§ Problem requirements: Please repeat, exactly as written, the line containing "[trace] boy's hand -> outlines" and every line after it through the end of the records below.

═════ Record excerpts

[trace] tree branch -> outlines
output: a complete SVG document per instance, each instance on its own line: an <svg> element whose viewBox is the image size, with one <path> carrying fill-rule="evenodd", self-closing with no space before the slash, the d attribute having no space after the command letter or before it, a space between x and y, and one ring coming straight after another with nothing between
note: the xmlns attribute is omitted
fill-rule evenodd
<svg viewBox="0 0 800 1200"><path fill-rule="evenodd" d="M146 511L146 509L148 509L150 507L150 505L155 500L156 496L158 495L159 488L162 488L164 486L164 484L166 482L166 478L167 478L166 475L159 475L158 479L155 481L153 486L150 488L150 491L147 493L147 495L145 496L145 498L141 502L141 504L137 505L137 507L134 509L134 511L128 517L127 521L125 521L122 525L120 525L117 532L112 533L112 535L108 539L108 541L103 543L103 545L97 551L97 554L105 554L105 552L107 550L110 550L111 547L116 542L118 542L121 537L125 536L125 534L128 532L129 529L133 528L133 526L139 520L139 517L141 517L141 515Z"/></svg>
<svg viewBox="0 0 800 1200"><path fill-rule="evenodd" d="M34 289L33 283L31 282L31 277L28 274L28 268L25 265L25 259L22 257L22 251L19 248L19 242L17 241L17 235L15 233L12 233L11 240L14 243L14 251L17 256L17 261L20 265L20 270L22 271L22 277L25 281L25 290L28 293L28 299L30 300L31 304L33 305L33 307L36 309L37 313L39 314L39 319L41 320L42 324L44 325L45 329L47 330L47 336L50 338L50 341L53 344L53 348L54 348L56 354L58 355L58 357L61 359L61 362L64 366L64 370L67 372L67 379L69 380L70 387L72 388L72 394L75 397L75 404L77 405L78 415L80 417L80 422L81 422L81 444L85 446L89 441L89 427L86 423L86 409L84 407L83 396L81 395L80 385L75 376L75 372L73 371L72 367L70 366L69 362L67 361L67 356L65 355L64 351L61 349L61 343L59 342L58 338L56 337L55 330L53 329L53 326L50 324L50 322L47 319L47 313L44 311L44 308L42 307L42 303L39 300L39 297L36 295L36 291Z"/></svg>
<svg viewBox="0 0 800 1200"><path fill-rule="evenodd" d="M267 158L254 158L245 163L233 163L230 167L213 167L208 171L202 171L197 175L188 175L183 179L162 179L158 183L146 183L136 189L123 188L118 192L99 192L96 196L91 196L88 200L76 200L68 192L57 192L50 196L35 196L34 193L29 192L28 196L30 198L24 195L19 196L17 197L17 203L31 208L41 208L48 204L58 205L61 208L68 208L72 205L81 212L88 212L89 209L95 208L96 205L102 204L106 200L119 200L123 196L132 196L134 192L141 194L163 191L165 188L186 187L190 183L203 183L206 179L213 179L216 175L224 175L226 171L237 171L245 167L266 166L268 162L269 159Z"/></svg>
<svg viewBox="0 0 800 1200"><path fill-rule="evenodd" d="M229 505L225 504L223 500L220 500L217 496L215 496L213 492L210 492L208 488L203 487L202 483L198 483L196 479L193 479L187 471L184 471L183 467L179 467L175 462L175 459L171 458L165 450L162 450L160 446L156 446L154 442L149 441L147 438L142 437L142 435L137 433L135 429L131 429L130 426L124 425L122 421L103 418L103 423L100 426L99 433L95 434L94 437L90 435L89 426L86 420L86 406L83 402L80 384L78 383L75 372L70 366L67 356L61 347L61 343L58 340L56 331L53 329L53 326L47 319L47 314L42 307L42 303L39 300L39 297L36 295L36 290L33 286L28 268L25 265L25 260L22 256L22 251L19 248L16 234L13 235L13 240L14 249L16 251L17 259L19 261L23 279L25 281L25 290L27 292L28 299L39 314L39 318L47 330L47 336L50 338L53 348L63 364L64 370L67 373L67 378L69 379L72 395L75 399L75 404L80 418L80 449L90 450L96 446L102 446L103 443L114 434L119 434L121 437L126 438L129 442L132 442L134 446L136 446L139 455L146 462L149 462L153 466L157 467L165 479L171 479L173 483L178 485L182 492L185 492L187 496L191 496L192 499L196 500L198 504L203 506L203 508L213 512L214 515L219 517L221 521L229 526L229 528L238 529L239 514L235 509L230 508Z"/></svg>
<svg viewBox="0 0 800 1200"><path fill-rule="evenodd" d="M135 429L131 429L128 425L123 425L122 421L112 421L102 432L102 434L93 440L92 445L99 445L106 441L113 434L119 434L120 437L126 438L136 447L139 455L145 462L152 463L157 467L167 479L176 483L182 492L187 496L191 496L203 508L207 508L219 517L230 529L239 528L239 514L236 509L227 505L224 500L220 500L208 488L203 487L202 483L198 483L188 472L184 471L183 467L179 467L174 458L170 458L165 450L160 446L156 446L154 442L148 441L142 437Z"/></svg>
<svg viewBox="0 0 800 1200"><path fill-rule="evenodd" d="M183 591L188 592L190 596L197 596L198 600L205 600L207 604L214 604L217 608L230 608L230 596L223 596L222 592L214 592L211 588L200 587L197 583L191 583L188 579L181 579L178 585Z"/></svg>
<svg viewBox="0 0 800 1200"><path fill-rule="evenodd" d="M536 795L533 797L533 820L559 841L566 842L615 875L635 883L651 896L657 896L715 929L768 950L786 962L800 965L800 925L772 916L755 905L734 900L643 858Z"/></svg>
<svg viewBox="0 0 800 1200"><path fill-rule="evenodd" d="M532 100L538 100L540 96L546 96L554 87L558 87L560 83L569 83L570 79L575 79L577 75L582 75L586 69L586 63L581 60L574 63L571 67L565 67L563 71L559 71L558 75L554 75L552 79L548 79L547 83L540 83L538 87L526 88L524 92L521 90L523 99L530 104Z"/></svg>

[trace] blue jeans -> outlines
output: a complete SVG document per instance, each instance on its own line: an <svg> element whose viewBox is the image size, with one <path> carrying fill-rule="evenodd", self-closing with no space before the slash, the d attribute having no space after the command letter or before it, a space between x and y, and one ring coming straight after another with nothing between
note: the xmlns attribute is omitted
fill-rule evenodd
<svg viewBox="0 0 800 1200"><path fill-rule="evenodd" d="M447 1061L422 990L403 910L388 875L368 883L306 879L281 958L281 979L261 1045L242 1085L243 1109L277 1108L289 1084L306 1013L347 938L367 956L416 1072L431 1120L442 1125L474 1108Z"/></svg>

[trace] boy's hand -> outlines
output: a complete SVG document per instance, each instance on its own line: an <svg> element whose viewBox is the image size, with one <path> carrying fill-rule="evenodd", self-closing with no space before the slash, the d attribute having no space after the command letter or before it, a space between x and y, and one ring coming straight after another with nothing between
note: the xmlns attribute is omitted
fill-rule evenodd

══════════

§ Response to this task:
[trace] boy's hand -> outlines
output: a complete SVG document per instance, each instance on its own line: an <svg> element whose viewBox is the image size, with one <path> carrying fill-rule="evenodd", self-closing with no space before the slash, the d attribute having no space after the command letter or before it, a space between x and y, and one ring coming straight after another with nothing between
note: the xmlns attribute is omitted
fill-rule evenodd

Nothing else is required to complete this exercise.